• _What this task involves_
Summarize the text about an electricity problem at Howard Mesa in two sentences.

• _Study text_
- - - - -

How I cope with a sudden electricity problem at Howard Mesa.
About a month ago, Mike and I took care of a water problem at Howard Mesa (detailed in another blog entry). In doing that, we used the water pump hooked up to the camper to flush a bunch of water down the septic system. I think that overuse of the water pump may have been what triggered a new problem.
The problem is this: In the morning, after turning on the light and the stereo in the camper and running the water a bit, I would get a “Low DC” message on the refrigerator’s control panel. The refrigerator does not run off the battery. It uses gas. But it evidently needs some amount of electricity to operate. When the battery’s power level falls below 10 volts, the refrigerator tells me it’s time to start turning things off.
This doesn’t make any sense to me. I’ve been living in the camper every other week, while working at the Grand Canyon, since April. The solar panel on the roof has done an excellent job of keeping the two batteries charged. I never had any indication of a low battery.
Until the day after we used the water pump for so long.
Mike thinks the extra electricity use discharged the batteries and the solar cell has not been able to bring them back up to full charge. But the solar panels have full sunshine almost every day when I’m not around running the stereo or turning on the lights. Actually, they get a whole week of charging time without me around to discharge anything. I even shut off the fridge and turned off the power one week. I think the batteries have gone bad and they’re simply not holding a charge. Of course, since I can’t prove that and the batteries are less than two years old, I must be wrong.
The solution, according to Mike, was to buy a generator and hook that up to the camper. So we went to Lowes and bought a 1,000-watt “portable” generator. We loaded it into the helicopter’s passenger seat (if Frank Robinson saw that, he’d probably have a canary) and strapped it in with the seat belt (like a 50-lb squat box is going to shift in flight). I flew it to Howard Mesa, lugged it into position behind the camper, and fired it up.
It was easy to start. It reminded me of the old days when I used to mow the lawn. You know, that pull cord thing. There’s a trick to starting it, but I learned that trick when I got my GoPed, so I was all set.

- - - - -

Natural-language object grounding data
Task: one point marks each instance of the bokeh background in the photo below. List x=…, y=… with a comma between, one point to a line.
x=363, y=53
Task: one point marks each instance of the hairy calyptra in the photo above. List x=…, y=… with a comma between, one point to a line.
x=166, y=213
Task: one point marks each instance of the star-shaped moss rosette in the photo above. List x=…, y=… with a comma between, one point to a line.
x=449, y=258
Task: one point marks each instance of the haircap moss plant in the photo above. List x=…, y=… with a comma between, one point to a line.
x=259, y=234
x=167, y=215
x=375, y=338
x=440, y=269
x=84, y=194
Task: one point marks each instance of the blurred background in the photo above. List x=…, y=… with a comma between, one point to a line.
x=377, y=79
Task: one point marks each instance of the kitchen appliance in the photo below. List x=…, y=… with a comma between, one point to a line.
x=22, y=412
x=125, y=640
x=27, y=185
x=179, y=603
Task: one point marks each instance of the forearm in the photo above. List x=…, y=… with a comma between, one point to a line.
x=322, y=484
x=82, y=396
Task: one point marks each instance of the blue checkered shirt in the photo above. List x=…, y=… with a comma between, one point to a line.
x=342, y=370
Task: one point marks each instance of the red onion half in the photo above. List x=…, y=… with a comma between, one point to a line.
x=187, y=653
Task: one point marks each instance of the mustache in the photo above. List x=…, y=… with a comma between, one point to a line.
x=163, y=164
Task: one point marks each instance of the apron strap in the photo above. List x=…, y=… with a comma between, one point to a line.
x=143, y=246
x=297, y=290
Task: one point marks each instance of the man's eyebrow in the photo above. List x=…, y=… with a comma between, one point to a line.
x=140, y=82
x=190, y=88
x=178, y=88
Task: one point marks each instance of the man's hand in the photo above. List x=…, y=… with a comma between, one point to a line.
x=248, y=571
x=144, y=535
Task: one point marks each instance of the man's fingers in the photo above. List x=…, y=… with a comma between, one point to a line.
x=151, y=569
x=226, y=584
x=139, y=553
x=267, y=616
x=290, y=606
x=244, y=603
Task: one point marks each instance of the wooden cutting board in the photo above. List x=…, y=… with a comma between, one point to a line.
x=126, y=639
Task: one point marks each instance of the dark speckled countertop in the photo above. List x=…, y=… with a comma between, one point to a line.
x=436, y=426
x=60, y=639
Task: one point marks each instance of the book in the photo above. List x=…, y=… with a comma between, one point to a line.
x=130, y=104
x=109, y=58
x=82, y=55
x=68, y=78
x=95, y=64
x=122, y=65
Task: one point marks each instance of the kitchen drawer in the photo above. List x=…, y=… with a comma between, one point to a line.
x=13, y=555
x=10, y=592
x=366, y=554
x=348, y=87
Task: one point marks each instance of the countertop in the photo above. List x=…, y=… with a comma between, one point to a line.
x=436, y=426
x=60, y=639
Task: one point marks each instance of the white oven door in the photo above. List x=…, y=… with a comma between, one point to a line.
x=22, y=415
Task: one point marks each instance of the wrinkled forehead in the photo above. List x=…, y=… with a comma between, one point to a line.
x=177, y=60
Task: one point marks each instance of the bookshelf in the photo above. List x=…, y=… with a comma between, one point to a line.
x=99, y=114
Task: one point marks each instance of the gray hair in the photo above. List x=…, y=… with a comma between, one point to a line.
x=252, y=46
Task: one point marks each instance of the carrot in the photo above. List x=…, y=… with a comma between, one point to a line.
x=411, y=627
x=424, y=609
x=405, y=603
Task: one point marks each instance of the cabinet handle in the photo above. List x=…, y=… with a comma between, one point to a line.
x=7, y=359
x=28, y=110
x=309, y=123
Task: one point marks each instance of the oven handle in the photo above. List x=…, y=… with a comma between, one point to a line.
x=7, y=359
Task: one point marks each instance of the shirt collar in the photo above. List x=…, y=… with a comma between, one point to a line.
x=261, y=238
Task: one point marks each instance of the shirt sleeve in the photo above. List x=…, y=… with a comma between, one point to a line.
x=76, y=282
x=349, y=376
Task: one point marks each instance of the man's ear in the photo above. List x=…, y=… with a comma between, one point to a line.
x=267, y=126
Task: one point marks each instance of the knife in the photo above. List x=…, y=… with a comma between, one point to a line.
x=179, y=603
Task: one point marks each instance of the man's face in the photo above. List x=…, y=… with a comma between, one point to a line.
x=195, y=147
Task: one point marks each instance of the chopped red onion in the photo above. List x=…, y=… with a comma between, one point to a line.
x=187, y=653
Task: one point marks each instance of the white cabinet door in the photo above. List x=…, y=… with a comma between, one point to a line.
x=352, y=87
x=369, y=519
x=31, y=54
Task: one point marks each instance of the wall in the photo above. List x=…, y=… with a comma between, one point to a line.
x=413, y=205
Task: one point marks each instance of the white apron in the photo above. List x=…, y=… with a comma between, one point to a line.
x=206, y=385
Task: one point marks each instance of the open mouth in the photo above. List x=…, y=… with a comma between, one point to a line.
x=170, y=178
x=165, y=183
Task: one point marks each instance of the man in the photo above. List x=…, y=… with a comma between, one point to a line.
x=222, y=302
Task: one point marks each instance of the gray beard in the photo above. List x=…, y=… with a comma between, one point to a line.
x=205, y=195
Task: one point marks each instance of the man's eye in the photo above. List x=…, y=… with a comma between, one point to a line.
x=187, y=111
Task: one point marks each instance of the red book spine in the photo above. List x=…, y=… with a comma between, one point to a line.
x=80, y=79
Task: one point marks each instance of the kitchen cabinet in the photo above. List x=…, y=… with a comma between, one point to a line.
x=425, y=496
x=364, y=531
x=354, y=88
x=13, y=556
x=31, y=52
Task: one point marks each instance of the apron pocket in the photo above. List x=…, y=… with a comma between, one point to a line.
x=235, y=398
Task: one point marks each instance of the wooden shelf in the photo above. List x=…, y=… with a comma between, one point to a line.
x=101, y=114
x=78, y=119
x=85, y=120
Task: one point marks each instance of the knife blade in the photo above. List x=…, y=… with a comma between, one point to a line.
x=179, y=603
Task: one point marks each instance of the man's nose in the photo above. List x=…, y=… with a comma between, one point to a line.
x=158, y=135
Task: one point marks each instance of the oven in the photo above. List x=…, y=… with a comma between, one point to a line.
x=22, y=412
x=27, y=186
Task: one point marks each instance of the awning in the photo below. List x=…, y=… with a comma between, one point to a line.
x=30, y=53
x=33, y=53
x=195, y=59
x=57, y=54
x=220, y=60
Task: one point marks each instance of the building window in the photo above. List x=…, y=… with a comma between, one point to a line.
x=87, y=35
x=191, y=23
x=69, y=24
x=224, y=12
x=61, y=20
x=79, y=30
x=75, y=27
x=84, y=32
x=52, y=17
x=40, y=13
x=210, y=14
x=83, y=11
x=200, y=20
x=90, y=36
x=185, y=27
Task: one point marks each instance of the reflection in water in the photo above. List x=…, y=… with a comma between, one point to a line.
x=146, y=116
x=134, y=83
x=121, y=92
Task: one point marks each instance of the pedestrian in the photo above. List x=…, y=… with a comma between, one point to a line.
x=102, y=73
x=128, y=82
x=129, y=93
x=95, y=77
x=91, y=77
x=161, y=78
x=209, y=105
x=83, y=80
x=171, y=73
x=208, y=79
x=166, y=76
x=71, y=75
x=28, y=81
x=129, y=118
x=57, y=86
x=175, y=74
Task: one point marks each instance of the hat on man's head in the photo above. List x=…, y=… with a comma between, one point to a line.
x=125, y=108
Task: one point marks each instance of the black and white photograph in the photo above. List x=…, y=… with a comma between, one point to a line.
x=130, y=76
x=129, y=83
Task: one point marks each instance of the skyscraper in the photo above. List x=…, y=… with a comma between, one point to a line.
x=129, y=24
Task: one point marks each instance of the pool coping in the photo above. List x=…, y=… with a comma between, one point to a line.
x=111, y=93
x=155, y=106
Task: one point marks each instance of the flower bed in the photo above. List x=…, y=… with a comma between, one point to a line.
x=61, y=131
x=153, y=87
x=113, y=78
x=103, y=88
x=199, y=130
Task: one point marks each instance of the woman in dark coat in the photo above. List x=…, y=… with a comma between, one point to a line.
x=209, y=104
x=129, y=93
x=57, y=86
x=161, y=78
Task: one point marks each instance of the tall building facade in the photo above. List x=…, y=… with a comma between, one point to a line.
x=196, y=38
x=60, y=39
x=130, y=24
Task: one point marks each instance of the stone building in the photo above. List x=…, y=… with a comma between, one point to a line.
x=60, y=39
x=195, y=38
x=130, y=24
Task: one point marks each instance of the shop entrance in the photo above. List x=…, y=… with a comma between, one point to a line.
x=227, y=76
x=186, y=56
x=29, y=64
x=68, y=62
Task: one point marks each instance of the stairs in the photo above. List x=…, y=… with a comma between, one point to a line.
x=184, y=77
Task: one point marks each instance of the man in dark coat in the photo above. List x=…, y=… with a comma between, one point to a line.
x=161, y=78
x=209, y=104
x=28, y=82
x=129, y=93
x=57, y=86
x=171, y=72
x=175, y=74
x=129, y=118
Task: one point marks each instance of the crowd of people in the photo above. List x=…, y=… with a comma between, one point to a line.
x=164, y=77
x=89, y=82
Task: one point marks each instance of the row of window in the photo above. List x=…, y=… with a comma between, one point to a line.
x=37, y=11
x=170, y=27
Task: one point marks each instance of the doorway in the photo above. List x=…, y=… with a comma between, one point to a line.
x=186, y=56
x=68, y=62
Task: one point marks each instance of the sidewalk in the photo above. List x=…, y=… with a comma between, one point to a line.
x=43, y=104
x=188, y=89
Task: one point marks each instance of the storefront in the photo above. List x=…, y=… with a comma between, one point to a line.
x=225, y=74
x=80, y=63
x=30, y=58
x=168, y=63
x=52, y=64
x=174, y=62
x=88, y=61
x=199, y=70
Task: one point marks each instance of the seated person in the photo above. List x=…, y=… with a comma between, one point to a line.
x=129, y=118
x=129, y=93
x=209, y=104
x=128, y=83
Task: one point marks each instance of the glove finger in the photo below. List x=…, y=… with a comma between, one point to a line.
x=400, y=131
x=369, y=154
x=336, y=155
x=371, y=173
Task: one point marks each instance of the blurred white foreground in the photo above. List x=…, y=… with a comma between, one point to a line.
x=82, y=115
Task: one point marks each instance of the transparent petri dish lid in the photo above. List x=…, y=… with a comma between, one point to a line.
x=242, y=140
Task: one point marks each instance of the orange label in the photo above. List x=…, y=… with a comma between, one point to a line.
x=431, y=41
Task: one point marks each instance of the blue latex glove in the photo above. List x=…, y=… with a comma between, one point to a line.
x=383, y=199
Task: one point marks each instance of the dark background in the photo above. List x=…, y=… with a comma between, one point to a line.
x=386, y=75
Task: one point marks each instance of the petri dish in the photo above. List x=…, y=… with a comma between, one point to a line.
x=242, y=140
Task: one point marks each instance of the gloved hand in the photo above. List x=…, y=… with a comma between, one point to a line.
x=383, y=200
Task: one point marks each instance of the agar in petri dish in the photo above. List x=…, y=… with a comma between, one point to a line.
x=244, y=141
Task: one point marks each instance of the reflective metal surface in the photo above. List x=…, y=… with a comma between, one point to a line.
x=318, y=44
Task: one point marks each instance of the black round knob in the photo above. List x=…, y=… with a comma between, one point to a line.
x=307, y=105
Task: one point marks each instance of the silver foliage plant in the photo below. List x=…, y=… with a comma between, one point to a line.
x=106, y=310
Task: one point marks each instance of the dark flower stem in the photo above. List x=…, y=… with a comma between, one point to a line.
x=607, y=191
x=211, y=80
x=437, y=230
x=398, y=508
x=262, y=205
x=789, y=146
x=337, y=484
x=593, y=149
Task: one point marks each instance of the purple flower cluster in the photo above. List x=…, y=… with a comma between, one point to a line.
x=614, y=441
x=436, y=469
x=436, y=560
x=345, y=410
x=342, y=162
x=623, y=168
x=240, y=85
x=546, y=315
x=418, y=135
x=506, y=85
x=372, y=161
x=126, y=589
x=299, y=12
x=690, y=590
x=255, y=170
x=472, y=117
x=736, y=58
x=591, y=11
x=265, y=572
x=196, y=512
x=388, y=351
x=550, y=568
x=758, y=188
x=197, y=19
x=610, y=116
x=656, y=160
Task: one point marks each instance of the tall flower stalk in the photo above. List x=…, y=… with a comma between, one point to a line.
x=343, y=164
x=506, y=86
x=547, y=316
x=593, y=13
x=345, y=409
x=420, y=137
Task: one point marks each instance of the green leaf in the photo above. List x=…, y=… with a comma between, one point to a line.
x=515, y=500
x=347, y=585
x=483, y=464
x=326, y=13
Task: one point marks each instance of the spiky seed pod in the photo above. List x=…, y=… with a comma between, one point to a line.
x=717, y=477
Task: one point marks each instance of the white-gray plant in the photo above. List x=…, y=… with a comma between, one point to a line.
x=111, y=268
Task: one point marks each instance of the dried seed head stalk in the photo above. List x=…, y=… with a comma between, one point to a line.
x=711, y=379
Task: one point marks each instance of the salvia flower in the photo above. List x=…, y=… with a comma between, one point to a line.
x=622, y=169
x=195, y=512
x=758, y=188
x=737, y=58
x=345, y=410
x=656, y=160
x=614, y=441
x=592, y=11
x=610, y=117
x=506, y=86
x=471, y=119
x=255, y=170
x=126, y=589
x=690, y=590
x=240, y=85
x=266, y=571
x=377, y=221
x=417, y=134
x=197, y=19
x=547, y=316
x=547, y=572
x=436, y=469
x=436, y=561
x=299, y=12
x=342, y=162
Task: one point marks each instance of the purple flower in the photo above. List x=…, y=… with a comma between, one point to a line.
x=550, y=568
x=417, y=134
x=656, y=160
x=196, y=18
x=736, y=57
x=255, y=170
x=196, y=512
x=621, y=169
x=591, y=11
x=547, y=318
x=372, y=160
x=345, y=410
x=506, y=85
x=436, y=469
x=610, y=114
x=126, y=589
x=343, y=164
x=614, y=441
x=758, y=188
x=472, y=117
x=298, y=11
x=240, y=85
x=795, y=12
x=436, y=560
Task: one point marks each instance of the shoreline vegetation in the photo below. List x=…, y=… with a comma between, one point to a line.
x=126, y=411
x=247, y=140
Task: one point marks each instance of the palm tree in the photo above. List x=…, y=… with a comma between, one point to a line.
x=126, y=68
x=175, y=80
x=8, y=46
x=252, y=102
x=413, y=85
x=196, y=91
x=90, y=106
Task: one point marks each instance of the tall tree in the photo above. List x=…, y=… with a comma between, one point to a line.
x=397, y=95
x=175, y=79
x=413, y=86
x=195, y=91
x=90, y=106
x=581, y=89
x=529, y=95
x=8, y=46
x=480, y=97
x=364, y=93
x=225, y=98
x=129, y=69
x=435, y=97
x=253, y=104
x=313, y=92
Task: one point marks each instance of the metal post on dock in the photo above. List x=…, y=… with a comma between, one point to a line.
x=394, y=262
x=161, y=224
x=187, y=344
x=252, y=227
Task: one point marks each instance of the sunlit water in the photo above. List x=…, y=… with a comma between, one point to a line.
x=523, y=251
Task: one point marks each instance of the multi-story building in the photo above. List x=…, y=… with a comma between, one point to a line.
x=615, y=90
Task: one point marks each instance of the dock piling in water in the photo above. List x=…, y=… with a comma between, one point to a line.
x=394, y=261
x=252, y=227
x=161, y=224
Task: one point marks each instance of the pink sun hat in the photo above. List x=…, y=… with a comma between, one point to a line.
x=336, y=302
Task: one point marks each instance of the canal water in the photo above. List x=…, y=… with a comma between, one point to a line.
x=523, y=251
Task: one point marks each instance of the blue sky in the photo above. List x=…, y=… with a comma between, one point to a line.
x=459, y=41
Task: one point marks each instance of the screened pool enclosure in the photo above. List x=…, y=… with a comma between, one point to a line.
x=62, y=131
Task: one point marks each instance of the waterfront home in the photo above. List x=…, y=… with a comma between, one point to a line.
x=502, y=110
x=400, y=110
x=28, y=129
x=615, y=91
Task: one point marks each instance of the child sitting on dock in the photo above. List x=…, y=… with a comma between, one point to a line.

- - - - -

• _Finished task_
After long use of the camper's water pump at Howard Mesa, the writer began getting a "Low DC" message on the gas refrigerator's control panel, which appears when battery power falls below 10 volts. The writer suspected the batteries were no longer holding a charge, but Mike's solution was a generator, so they bought a 1,000-watt portable generator at Lowes and flew it to Howard Mesa by helicopter, where the writer started it behind the camper.